* **Required work**: Please write out the part of the records below that opens with the line containing "Pinpoint blue sky here." and closes with the line containing "xmin=812 ymin=94 xmax=961 ymax=162", without the pictures.

* **Task inputs**:
________
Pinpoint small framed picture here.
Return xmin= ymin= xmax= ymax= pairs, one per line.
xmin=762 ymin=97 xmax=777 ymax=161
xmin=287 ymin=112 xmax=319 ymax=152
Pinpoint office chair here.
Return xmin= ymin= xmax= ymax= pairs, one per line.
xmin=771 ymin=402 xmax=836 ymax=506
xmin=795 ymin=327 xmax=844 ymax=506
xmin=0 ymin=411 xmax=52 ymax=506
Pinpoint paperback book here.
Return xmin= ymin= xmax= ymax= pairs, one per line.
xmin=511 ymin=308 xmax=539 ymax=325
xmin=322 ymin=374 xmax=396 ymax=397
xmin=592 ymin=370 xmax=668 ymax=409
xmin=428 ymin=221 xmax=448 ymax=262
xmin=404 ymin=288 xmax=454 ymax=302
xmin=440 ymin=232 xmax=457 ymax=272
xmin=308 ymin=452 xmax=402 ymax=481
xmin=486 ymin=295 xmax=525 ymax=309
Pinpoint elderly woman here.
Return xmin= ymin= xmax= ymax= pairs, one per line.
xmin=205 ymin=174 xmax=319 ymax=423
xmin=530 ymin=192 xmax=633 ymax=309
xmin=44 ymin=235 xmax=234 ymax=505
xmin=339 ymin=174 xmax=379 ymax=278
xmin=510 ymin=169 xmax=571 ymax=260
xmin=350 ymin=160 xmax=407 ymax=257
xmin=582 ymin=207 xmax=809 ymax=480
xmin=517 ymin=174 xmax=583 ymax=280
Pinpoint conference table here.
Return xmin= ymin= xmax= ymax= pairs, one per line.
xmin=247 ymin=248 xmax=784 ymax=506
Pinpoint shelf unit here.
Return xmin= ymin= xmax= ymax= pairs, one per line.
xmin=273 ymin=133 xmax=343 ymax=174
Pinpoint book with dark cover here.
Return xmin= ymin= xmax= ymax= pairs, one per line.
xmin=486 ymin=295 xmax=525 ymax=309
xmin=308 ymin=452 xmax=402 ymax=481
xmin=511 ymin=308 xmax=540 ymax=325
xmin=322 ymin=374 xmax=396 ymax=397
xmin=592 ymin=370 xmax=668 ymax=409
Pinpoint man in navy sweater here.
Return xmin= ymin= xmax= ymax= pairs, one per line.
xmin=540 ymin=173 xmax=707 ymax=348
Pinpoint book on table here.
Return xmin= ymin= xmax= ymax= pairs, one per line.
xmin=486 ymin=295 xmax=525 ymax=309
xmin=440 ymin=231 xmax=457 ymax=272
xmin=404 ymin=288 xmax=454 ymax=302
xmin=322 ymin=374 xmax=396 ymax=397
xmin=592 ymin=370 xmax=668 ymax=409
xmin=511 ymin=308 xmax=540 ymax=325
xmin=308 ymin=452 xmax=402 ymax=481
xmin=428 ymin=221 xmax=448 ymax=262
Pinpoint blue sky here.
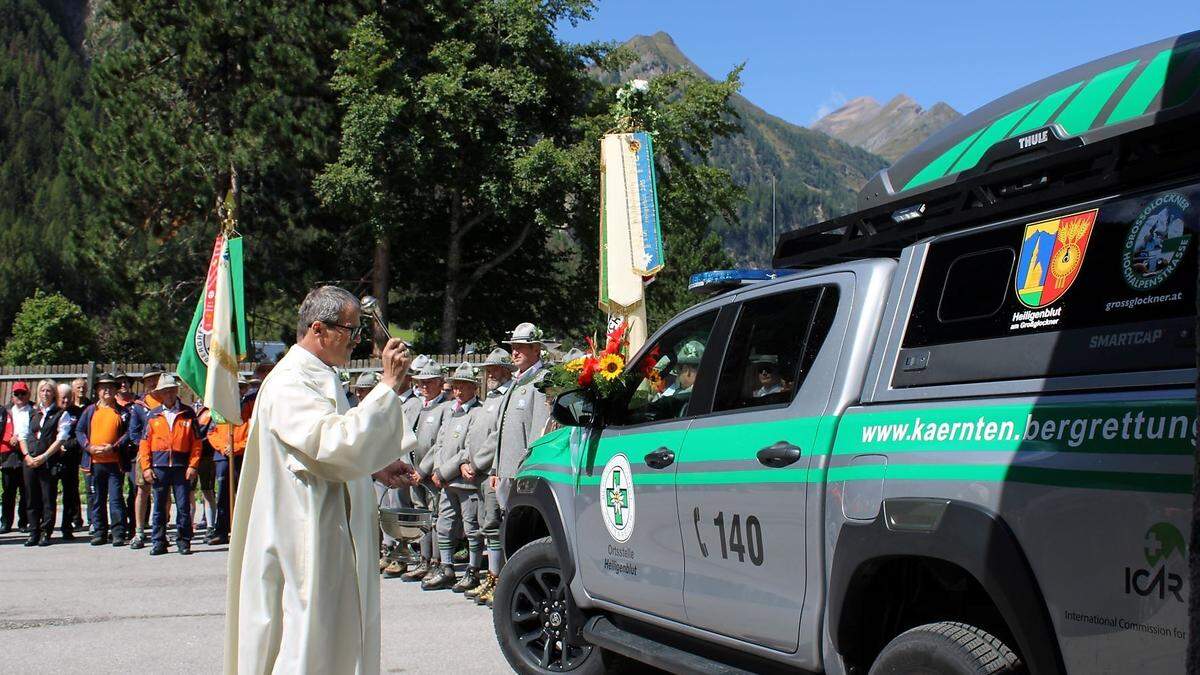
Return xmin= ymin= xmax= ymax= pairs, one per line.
xmin=559 ymin=0 xmax=1200 ymax=125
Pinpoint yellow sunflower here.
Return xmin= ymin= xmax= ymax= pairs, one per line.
xmin=598 ymin=354 xmax=625 ymax=380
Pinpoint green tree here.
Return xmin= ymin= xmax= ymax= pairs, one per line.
xmin=0 ymin=0 xmax=86 ymax=325
xmin=71 ymin=0 xmax=366 ymax=358
xmin=316 ymin=0 xmax=739 ymax=352
xmin=4 ymin=289 xmax=96 ymax=365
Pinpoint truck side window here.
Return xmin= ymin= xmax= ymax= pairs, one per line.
xmin=713 ymin=286 xmax=838 ymax=412
xmin=613 ymin=311 xmax=716 ymax=425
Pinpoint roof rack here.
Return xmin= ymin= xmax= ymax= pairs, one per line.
xmin=773 ymin=110 xmax=1200 ymax=269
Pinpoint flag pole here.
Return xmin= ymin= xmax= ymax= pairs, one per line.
xmin=226 ymin=420 xmax=234 ymax=526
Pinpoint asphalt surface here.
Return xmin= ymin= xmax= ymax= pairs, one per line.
xmin=0 ymin=532 xmax=511 ymax=674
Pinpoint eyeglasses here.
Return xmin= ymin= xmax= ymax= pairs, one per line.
xmin=322 ymin=321 xmax=362 ymax=340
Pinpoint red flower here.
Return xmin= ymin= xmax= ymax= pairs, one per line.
xmin=578 ymin=357 xmax=599 ymax=387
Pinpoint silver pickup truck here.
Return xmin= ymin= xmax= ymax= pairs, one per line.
xmin=494 ymin=28 xmax=1200 ymax=675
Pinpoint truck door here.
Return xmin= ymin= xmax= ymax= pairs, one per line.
xmin=676 ymin=274 xmax=853 ymax=652
xmin=575 ymin=310 xmax=720 ymax=620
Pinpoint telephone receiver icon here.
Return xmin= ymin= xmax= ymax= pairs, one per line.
xmin=691 ymin=507 xmax=708 ymax=557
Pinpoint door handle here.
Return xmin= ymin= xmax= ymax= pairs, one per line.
xmin=646 ymin=448 xmax=674 ymax=468
xmin=758 ymin=441 xmax=800 ymax=468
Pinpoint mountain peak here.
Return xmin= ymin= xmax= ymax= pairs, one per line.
xmin=812 ymin=94 xmax=961 ymax=162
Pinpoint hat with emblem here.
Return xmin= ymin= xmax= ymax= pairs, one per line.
xmin=450 ymin=362 xmax=479 ymax=384
xmin=154 ymin=372 xmax=179 ymax=392
xmin=504 ymin=322 xmax=542 ymax=345
xmin=480 ymin=347 xmax=517 ymax=370
xmin=678 ymin=340 xmax=704 ymax=365
xmin=408 ymin=354 xmax=430 ymax=375
xmin=413 ymin=357 xmax=442 ymax=380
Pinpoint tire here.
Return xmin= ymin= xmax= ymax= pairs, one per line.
xmin=492 ymin=537 xmax=610 ymax=675
xmin=870 ymin=621 xmax=1025 ymax=675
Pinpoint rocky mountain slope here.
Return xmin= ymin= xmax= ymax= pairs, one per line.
xmin=598 ymin=32 xmax=888 ymax=265
xmin=812 ymin=94 xmax=962 ymax=162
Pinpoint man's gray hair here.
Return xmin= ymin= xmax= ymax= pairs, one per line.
xmin=296 ymin=286 xmax=359 ymax=341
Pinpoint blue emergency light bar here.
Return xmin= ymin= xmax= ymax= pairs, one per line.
xmin=688 ymin=269 xmax=798 ymax=295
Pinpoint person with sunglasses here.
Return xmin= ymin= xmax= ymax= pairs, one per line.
xmin=224 ymin=286 xmax=418 ymax=673
xmin=750 ymin=354 xmax=784 ymax=399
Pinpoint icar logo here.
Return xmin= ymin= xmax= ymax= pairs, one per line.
xmin=600 ymin=454 xmax=636 ymax=543
xmin=1124 ymin=521 xmax=1188 ymax=603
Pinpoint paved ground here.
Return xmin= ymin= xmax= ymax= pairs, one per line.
xmin=0 ymin=533 xmax=511 ymax=674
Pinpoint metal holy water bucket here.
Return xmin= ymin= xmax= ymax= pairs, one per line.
xmin=379 ymin=506 xmax=433 ymax=562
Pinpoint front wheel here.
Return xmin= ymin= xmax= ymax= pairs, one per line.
xmin=492 ymin=537 xmax=606 ymax=675
xmin=870 ymin=621 xmax=1025 ymax=675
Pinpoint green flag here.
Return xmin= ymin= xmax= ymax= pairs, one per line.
xmin=179 ymin=233 xmax=246 ymax=398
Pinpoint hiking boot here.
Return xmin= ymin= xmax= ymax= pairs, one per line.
xmin=400 ymin=558 xmax=430 ymax=581
xmin=421 ymin=562 xmax=442 ymax=584
xmin=450 ymin=567 xmax=479 ymax=593
xmin=421 ymin=565 xmax=458 ymax=591
xmin=463 ymin=572 xmax=492 ymax=602
xmin=475 ymin=572 xmax=500 ymax=604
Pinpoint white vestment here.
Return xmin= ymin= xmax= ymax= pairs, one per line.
xmin=224 ymin=345 xmax=414 ymax=675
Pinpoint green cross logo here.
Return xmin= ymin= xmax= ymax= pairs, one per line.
xmin=605 ymin=468 xmax=629 ymax=527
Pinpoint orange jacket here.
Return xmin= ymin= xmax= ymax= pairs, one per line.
xmin=138 ymin=406 xmax=203 ymax=471
xmin=200 ymin=396 xmax=256 ymax=459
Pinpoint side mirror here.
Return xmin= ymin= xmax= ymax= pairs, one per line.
xmin=551 ymin=389 xmax=598 ymax=426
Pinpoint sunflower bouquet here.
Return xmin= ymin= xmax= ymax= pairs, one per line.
xmin=542 ymin=321 xmax=658 ymax=401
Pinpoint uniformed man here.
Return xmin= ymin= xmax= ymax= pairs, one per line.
xmin=205 ymin=375 xmax=258 ymax=546
xmin=126 ymin=364 xmax=166 ymax=549
xmin=456 ymin=347 xmax=517 ymax=599
xmin=475 ymin=323 xmax=550 ymax=604
xmin=138 ymin=372 xmax=200 ymax=555
xmin=659 ymin=340 xmax=704 ymax=417
xmin=421 ymin=362 xmax=484 ymax=592
xmin=376 ymin=354 xmax=430 ymax=571
xmin=400 ymin=359 xmax=445 ymax=581
xmin=76 ymin=372 xmax=130 ymax=546
xmin=25 ymin=380 xmax=71 ymax=546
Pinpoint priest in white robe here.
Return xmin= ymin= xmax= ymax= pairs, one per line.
xmin=224 ymin=286 xmax=415 ymax=675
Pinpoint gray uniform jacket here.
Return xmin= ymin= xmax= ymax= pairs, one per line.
xmin=413 ymin=394 xmax=446 ymax=478
xmin=430 ymin=396 xmax=480 ymax=489
xmin=467 ymin=380 xmax=512 ymax=477
xmin=400 ymin=389 xmax=425 ymax=429
xmin=491 ymin=365 xmax=550 ymax=478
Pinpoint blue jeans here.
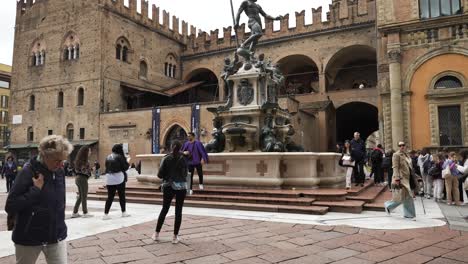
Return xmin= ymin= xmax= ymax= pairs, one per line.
xmin=385 ymin=191 xmax=416 ymax=218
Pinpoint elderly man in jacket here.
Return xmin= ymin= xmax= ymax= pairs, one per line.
xmin=385 ymin=142 xmax=416 ymax=221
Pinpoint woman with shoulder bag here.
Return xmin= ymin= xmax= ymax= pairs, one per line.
xmin=339 ymin=140 xmax=356 ymax=190
xmin=151 ymin=140 xmax=188 ymax=244
xmin=457 ymin=150 xmax=468 ymax=203
xmin=72 ymin=146 xmax=93 ymax=218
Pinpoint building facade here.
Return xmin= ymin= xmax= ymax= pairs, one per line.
xmin=11 ymin=0 xmax=468 ymax=164
xmin=0 ymin=63 xmax=11 ymax=160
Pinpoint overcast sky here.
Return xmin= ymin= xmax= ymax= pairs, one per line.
xmin=0 ymin=0 xmax=331 ymax=65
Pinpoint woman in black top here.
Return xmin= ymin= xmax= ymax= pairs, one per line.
xmin=72 ymin=146 xmax=93 ymax=218
xmin=152 ymin=141 xmax=187 ymax=244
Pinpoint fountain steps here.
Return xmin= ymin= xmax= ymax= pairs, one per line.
xmin=88 ymin=181 xmax=385 ymax=215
________
* **Solution**:
Pinpoint blue sky here.
Return xmin= ymin= xmax= ymax= pairs, one per line.
xmin=559 ymin=0 xmax=1200 ymax=125
Pinpoint yellow sunflower here.
Return xmin= ymin= xmax= ymax= pairs, one per line.
xmin=598 ymin=354 xmax=625 ymax=380
Pinpoint green tree here.
Return xmin= ymin= xmax= ymax= pairs, one per line.
xmin=0 ymin=0 xmax=86 ymax=325
xmin=71 ymin=0 xmax=366 ymax=358
xmin=316 ymin=0 xmax=739 ymax=352
xmin=4 ymin=289 xmax=96 ymax=365
Pinpoint truck side window here.
Return xmin= ymin= xmax= ymax= pairs, one per line.
xmin=713 ymin=286 xmax=838 ymax=412
xmin=613 ymin=311 xmax=716 ymax=425
Pinpoint roof rack here.
Return xmin= ymin= xmax= ymax= pairs, one per line.
xmin=773 ymin=110 xmax=1200 ymax=269
Pinpoint flag pole here.
Return xmin= ymin= xmax= ymax= pairs, one per line.
xmin=226 ymin=420 xmax=234 ymax=526
Pinpoint asphalt surface here.
Return xmin= ymin= xmax= ymax= pairs, one per line.
xmin=0 ymin=532 xmax=511 ymax=674
Pinpoint eyeglasses here.
Return xmin= ymin= xmax= ymax= pairs, one per line.
xmin=322 ymin=321 xmax=362 ymax=340
Pinpoint red flower here.
Return xmin= ymin= xmax= ymax= pairs, one per line.
xmin=578 ymin=357 xmax=599 ymax=387
Pinpoint silver pickup truck here.
Return xmin= ymin= xmax= ymax= pairs, one per line.
xmin=494 ymin=28 xmax=1200 ymax=675
Pinpoint truck door here.
Return xmin= ymin= xmax= ymax= pairs, one per line.
xmin=676 ymin=274 xmax=853 ymax=652
xmin=575 ymin=310 xmax=720 ymax=620
Pinpoint telephone receiver icon here.
Return xmin= ymin= xmax= ymax= pairs, one per line.
xmin=691 ymin=507 xmax=708 ymax=557
Pinpoint door handle here.
Return xmin= ymin= xmax= ymax= pairs, one per line.
xmin=646 ymin=448 xmax=674 ymax=468
xmin=758 ymin=441 xmax=800 ymax=468
Pinpoint mountain peak here.
Return xmin= ymin= xmax= ymax= pairs, one per line.
xmin=812 ymin=94 xmax=961 ymax=162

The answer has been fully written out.